Task item: Output the entries exactly.

Entries supplied Block Start

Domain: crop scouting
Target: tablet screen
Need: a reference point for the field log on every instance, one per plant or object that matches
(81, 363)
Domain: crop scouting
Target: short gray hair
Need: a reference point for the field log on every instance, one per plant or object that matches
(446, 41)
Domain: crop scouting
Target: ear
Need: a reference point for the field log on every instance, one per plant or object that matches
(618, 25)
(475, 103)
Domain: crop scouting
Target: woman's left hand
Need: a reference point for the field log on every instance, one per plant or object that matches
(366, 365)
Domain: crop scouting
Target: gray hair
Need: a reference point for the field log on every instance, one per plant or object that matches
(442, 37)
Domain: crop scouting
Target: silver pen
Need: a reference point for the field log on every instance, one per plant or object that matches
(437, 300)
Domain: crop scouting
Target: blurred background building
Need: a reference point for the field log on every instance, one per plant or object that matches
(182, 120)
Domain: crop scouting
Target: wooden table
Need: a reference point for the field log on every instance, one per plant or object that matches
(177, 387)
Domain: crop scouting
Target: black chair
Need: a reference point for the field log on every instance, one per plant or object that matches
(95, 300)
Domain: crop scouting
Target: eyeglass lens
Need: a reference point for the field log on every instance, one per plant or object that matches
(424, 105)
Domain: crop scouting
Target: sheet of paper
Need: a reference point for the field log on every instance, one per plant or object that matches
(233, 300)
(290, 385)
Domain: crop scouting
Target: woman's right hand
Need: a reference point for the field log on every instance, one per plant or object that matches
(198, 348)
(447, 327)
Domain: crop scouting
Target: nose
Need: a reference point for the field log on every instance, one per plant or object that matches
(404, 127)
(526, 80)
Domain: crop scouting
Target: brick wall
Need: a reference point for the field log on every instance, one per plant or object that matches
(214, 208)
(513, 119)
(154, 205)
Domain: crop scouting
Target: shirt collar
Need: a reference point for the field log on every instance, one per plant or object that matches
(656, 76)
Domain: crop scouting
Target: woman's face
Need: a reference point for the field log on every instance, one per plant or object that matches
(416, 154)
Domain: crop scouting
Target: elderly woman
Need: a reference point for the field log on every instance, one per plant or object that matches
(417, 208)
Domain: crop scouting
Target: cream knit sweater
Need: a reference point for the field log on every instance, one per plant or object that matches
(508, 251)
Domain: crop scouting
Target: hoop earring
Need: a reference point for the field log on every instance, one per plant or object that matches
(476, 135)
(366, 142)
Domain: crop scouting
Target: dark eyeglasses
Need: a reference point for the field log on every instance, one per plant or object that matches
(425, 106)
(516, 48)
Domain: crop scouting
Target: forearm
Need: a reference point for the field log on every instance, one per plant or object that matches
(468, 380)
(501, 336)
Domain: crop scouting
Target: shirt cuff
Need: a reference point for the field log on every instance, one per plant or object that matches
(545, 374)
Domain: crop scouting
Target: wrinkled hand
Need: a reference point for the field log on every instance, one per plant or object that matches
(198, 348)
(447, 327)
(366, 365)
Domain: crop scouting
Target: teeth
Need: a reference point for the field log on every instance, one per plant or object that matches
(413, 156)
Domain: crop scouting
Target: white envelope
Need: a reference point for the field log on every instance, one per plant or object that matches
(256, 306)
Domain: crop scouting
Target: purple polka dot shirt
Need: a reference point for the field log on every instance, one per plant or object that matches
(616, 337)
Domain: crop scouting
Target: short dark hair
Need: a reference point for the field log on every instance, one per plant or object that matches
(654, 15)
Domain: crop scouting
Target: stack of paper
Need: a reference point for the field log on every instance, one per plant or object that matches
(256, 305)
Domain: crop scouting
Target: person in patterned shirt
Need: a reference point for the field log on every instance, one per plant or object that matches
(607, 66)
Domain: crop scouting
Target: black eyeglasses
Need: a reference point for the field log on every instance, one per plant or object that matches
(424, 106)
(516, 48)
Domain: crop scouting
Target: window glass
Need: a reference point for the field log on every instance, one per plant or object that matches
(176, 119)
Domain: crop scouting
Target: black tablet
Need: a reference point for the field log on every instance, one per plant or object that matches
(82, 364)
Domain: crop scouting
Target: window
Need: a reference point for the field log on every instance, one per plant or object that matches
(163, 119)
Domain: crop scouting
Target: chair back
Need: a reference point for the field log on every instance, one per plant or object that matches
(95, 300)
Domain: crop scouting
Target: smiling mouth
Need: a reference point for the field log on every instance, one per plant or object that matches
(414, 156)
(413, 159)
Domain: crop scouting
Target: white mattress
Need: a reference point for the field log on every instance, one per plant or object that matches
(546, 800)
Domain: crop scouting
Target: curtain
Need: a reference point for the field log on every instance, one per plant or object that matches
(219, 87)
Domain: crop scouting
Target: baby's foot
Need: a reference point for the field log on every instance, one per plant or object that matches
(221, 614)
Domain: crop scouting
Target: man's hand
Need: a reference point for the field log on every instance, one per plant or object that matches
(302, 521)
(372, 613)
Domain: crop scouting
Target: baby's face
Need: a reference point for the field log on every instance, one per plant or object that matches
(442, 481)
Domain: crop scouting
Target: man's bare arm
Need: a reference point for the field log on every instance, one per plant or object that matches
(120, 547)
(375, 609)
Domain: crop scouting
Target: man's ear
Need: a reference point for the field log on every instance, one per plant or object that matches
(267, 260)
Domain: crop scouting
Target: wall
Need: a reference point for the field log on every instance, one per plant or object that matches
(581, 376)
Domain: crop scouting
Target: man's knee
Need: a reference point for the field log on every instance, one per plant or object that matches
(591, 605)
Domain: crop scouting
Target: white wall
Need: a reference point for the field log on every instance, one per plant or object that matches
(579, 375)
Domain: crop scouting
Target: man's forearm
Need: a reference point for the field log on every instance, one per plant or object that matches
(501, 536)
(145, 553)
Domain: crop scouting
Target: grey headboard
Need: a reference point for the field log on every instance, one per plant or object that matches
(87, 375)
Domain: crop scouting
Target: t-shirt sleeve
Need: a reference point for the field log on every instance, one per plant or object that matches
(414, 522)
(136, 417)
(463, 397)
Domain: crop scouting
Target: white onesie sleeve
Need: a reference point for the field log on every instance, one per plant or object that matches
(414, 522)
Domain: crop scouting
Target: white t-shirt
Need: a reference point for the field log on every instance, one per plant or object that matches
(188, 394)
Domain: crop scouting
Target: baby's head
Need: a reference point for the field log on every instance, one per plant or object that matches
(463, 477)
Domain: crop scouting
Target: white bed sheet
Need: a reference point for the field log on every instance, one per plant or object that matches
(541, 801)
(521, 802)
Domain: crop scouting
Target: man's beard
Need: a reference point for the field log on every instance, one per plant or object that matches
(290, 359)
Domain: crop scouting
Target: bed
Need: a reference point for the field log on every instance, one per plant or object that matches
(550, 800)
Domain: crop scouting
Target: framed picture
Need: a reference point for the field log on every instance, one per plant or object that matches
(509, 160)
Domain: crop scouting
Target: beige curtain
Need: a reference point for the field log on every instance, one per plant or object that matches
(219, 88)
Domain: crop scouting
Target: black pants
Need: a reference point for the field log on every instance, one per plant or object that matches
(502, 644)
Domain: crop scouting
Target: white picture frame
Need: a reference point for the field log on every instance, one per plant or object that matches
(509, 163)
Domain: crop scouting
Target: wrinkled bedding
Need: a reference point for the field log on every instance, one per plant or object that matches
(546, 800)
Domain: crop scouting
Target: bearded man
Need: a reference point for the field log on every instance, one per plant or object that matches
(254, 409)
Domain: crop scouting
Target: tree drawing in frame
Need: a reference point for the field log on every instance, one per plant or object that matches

Entries supplied Block End

Problem solution:
Domain: crop scouting
Target: tablet screen
Need: a reference point for the field log on every instance, one per plant or object that matches
(81, 363)
Domain: crop scouting
Target: short gray hair
Need: a reference point for the field log on every instance, one per plant or object that matches
(446, 41)
Domain: crop scouting
Target: ear
Need: a reference point for the field log on every instance, one per plant or object that matches
(618, 25)
(475, 103)
Domain: crop scouting
Target: woman's left hand
Need: a reference point for the field log on every instance, one per plant or object that matches
(366, 365)
Domain: crop scouting
Target: gray hair
Need: a reference point for the field log on every instance, one per plant or object that matches
(442, 37)
Domain: crop scouting
Target: silver pen
Need: a reference point for the field log on every instance, one per plant or object that matches
(437, 300)
Domain: crop scouting
Target: blurred background building
Need: a reference point for the field log on every instance, one per plant or object that matches
(182, 120)
Domain: crop scouting
Target: wooden table
Need: a reference point for the field log on every instance, one per plant or object that matches
(177, 387)
Domain: crop scouting
Target: black chair
Need: a reference point for the field log on every instance, one per plant or object that matches
(95, 300)
Domain: crop scouting
Target: eyeglass lens
Need: a reference point for the field log on every instance, one per plant or object that matches
(424, 105)
Domain: crop scouting
Target: sheet of paper
Need: a reference point for the field log on every instance, one per plant or object that matches
(233, 300)
(290, 385)
Domain: crop scouting
Target: woman's right hand
Need: a reference point for the field log on every instance, one per plant or object that matches
(198, 348)
(447, 327)
Domain: crop scouting
Target: nose
Need: a reference point for the field log on every instance, one per plant or object that matches
(404, 127)
(526, 80)
Domain: crop scouting
Target: brick wall
Need: a reference point for the field log on every instance, one per plant or object that matches
(214, 208)
(513, 119)
(154, 205)
Domain: crop scouting
Target: shirt collar
Need: a reference point for the field log on every instance, one per plant or object that matches
(656, 76)
Domain: crop scouting
Target: woman's face
Need: a reference point for the field log on every instance, one per plant or object that matches
(416, 154)
Domain: crop scouting
Target: elderly woman
Need: a reference point for the field log on every instance, one per plant or object that matches
(417, 208)
Domain: crop scouting
Target: cream knit sweater
Need: a reference point for the field log on every instance, one per plant or object that matches
(508, 251)
Domain: crop scouting
Target: hoop earring
Need: a reference point for the field log on every instance, one per plant or object that matches
(476, 135)
(366, 142)
Domain: crop scouting
Target: dark eyeglasses
Need: a reference point for the field log on every instance, one per plant or object that matches
(425, 106)
(516, 48)
Domain: crop scouting
Target: forearm
Need: a reference point for the field log on every instance, one per plant or object that matches
(468, 380)
(501, 336)
Domain: crop scouting
Target: shirt cuff
Need: a reference point for the field log on every instance, one per plant or object that matches
(545, 374)
Domain: crop scouting
Target: wrinkled hand
Need: a reference point for the field log on every instance, one per plant or object that matches
(198, 348)
(447, 327)
(366, 365)
Domain: crop scouting
Target: teeth
Need: a reference point for the field log on every instance, one per plant or object that matches
(413, 156)
Domain: crop scouting
Target: white envelope
Need: a reference point for the field log on every instance, one per plant or object that matches
(256, 306)
Domain: crop scouting
Target: purple polka dot shirt
Need: a reference point for the field log on every instance, one per plant or object that matches
(616, 337)
Domain: crop scouting
Target: short dark hair
Need: a reference point for the field log on every instance, one per plant or object that matches
(654, 15)
Domain: crop scouting
Target: stack of paper
Need: a reference point for the field log on every instance, one per plant or object that matches
(256, 305)
Domain: crop scouting
Target: person in patterned shirt
Need: a reference point for the field log on every instance, one per plant or object that matches
(607, 66)
Domain: crop scouting
Target: black eyeglasses
Need: a reference point for the field log on every instance, one per plant or object that matches
(424, 106)
(516, 48)
Domain: crop scouting
Target: window glass
Need: a reference point for the field log on every instance, one per plant or object that matches
(176, 119)
Domain: crop scouting
Target: black tablet
Need: a reference point for the field log on every instance, one per plant or object that matches
(82, 364)
Domain: crop scouting
Target: window
Need: a reference point for the field log on every instance, one per plant or object that matches
(163, 119)
Domain: crop scouting
Target: chair back
Need: a reference point for the field log on every instance, one per plant or object that matches
(95, 300)
Domain: crop scouting
Target: smiling mouth
Need: a reference point for the field log on every instance, one per plant or object that matches
(414, 156)
(413, 159)
Domain: crop scouting
Target: white mattress
Need: a reference point for the field log on every instance, one per plant or object that matches
(546, 800)
Domain: crop scouting
Target: curtain
Need: a reference point for the field log on every instance, one per plant or object that matches
(219, 87)
Domain: crop scouting
Target: baby's foot
Need: a reference point for the field log on every instance, one per plant or object that matches
(221, 614)
Domain: crop scouting
Target: man's hand
Need: a reference point for the field log on every instance, one per plant or object that matches
(302, 521)
(372, 613)
Domain: crop scouting
Target: baby's face
Need: a reference point for the field log on every instance, one per plant or object that matches
(442, 481)
Domain: crop scouting
Target: man's bare arm
Need: a reference point for the field log on every instance, one per plant or object that matches
(120, 547)
(375, 609)
Domain: crop scouting
Target: man's ear
Need: a reference point for the field log on every instance, one per plant or object that matches
(267, 260)
Domain: crop scouting
Target: wall
Need: a reference point for the field log on every instance, one per plant or object that matches
(581, 376)
Domain: crop scouting
Target: man's knee
Need: a reference point for the field log on every instance, one per plant or object that matches
(591, 605)
Domain: crop scouting
Target: white wall
Need: a reference point for the field log on every instance, one per plant or object that matches
(579, 375)
Domain: crop scouting
Target: man's forearm
Need: a reference point for the field log on every instance, one per plant or object that matches
(501, 536)
(145, 553)
Domain: crop scouting
Target: grey headboard
Need: a reference point for the field log on every instance, one per plant or object that matches
(87, 375)
Domain: crop scouting
Target: t-shirt sleeve
Need: a reference point for the field log on every instance, one per plant or object that matches
(414, 522)
(136, 417)
(463, 397)
Domain: crop scouting
Target: white onesie sleeve
Need: a reference point for the field log on every instance, one per plant or object that matches
(414, 522)
Domain: crop scouting
Target: white t-shirt
Need: a reference point for the field log on every instance, one per plant or object that matches
(188, 394)
Domain: crop scouting
Target: baby's head
Need: a reference point for the field log on every instance, one per plant or object that matches
(463, 477)
Domain: crop scouting
Target: white bed sheet
Need: a reference point for the field log on every instance, one per plant or object that matches
(541, 801)
(521, 802)
Domain: crop scouting
Target: man's beard
Need: a reference point for the field log on every instance, one per plant or object that matches
(290, 359)
Domain: crop scouting
Target: bed
Need: a reference point for the field log on every instance, one per plant or object that matches
(550, 800)
Domain: crop scouting
Target: framed picture
Need: a reference point for the field log on every instance, one per plant or object that matches
(509, 160)
Domain: crop scouting
Target: beige curtain
Need: a reference point for the field log on every instance, one per plant or object that matches
(219, 88)
Domain: crop scouting
Target: black pants
Need: a reference point for the field log on every instance, one per plant or object that matches
(502, 644)
Domain: crop scouting
Target: white picture frame
Need: a reference point for the field log on every instance, one per plant or object that matches
(509, 163)
Domain: crop scouting
Target: wrinkled bedding
Need: a reference point for the field log on every instance, one per plant or object that matches
(546, 800)
Domain: crop scouting
Target: bearded man
Need: a reference point for the field log on every instance, one per plant or object that matches
(254, 409)
Domain: crop scouting
Target: tree drawing in frame
Need: a reference point for the field log on every instance, one per plant or object that matches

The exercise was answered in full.